START Data for the task

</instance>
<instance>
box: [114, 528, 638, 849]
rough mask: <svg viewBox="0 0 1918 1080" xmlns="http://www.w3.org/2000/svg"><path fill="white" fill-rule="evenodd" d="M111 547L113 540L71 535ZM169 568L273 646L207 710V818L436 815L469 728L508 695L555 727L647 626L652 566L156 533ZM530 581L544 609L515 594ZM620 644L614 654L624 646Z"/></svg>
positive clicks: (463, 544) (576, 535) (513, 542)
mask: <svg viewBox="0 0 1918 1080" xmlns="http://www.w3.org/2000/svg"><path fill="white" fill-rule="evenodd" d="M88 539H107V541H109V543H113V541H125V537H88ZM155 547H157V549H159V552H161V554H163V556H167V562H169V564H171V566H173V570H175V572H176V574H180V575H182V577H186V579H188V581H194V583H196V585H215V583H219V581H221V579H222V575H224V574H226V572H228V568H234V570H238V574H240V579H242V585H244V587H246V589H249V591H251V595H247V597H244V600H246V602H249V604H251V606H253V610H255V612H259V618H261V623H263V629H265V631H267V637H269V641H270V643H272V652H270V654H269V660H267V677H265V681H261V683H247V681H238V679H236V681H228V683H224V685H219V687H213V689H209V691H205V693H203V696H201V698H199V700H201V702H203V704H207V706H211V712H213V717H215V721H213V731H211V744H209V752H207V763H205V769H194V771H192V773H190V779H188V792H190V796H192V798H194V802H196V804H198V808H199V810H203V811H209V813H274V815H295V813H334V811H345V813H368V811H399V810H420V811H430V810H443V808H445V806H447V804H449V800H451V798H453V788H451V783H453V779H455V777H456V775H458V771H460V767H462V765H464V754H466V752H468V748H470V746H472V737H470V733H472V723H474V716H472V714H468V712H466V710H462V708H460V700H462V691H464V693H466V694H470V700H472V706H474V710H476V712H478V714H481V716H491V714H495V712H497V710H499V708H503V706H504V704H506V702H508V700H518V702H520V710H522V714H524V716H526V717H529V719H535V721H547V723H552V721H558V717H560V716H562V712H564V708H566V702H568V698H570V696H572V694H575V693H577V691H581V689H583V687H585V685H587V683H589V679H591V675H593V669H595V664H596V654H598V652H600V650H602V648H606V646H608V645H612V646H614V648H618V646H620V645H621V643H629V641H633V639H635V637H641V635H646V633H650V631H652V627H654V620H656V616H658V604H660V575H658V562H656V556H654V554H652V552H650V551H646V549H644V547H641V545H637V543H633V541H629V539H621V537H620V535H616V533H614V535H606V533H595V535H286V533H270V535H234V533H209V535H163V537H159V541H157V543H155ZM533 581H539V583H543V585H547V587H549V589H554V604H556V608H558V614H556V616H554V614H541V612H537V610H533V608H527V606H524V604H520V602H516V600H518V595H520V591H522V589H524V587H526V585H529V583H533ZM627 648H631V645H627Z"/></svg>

END Data for the task

* Work to complete:
Repeat, word for word, the lines from the start of the records to the line that contains "rough mask: <svg", both of them included, and no others.

* Output of the task:
</instance>
<instance>
box: [114, 528, 638, 849]
rough mask: <svg viewBox="0 0 1918 1080" xmlns="http://www.w3.org/2000/svg"><path fill="white" fill-rule="evenodd" d="M111 547L113 540L71 535ZM169 568L273 646L207 710V818L436 815L469 728L508 695L555 727L647 626L652 566L156 533ZM530 581L544 609L515 594ZM620 644L614 654L624 646Z"/></svg>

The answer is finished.